**Texto base:**
»»

Siempre en el mismo territorio, muchos años después, unos y otros confluirían en la Unión Europea que, en 1972, la adoptó como himno del bloque en una versión sin texto, versión que arregló y dirigió Herbert von Karajan, el más célebre director europeo de su tiempo pero que, por todos los medios, siempre trató de ocultar o hacer olvidar que, en 1933, se había afiliado al partido Nacionalsocialista. En otro continente, el repulsivo sistema racista imperante en Rodesia, que de fraternal o humanitario no tenía nada, la transformó en su himno nacional.
En 1927, cuando se cumplía un centenario del fallecimiento de Beethoven, la Sinfonía Nº9 sonó como manifestación de hermandad tanto en Estados Unidos como en la Unión Soviética. Unos la consideraban democrática; los otros, revolucionaria. En 1989, cuando cayó el Muro de Berlín, Leonard Bernstein consideró oportuno ofrecerla y registrarla en la Schauspielhaus de la ciudad, con músicos de veinte países y hasta con un coro de niños, tomándose la licencia de cambiar el Freude original por Freiheit y así la alegría tornó en libertad.
Pero la Novena, así, a secas, también sonó importante y central en otros espacios. Quienes leyeron La naranja mecánica, de Anthony Burgess (1962), recuerdan las perversiones sádicas de Alex, un fanático admirador de Beethoven que buscaba llegar al arte de su ídolo en cada una de las depravaciones que cometía. En la película homónima de Stanley Kubrick (1971), concretamente, la música que ilustra las degeneraciones es la de la Sinfonía Nº9.
En Hombre mirando al sudeste, la maravillosa película de Eliseo Subiela (1986), Rantés, en sus delirios, dirige la gran sinfonía y mientras la música emerge victoriosa, las imágenes remiten a los internos del hospital siquiátrico donde él mismo está internado, en una escena de intensa alegría y felicidad.
En la novela Los pasos perdidos, de Alejo Carpentier (1953), el personaje central es un musicólogo que, en un momento conflictivo de su vida, abomina, en general, de la cultura occidental y europea, sensación que se manifiesta, intensa y desagradable, mientras escucha el no-comienzo de la Sinfonía Nº9. Muy lejos del arte musical, cinematográfico o literario, la Novena también aflora en otros ámbitos. Hace más de una década fue la música elegida, durante varias temporadas, para la apertura de las transmisiones televisivas de la Copa Libertadores de América.
Tal vez hoy ya menos emparentada a los ideales románticos de la fraternidad y más presente por sus maravillas sonoras y musicales, llega el día de recordar a Beethoven y de ver y escuchar su Sinfonía Nº9 en Re mayor, op.125, que así es como se llama esta obra extraordinaria, una de las grandes creaciones de la humanidad.

««

**Problemas por resolver:**
1: Resume en dos oraciones el texto sobre la Novena.
2: Reproduce sin cambios el pasaje del texto sobre la Novena que va desde "En la novela" hasta "Libertadores de América.".
Basta con el texto sobre la Novena; no se necesita ninguna otra fuente.

**Datos proporcionados:**
»»

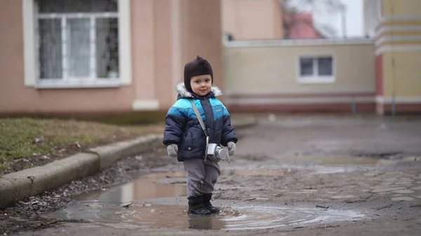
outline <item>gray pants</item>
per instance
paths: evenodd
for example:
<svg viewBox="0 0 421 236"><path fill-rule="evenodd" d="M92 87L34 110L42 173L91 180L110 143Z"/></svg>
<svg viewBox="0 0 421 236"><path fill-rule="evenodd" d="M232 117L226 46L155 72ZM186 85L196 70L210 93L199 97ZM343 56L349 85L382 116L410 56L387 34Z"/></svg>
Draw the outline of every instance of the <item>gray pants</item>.
<svg viewBox="0 0 421 236"><path fill-rule="evenodd" d="M183 160L187 179L187 197L212 193L213 186L221 174L218 162L201 159Z"/></svg>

««

**Soluciones por tarea:**
1: La Sinfonía Nº9 de Beethoven fue adoptada como himno por la Unión Europea y por el régimen racista de Rodesia, y sonó como gesto de hermandad en 1927 en Estados Unidos y la Unión Soviética y en 1989, tras la caída del Muro de Berlín, bajo la dirección de Leonard Bernstein. También ocupa un lugar central en obras como La naranja mecánica, Hombre mirando al sudeste y Los pasos perdidos, y durante varias temporadas abrió las transmisiones televisivas de la Copa Libertadores de América.

2:
En la novela Los pasos perdidos, de Alejo Carpentier (1953), el personaje central es un musicólogo que, en un momento conflictivo de su vida, abomina, en general, de la cultura occidental y europea, sensación que se manifiesta, intensa y desagradable, mientras escucha el no-comienzo de la Sinfonía Nº9. Muy lejos del arte musical, cinematográfico o literario, la Novena también aflora en otros ámbitos. Hace más de una década fue la música elegida, durante varias temporadas, para la apertura de las transmisiones televisivas de la Copa Libertadores de América.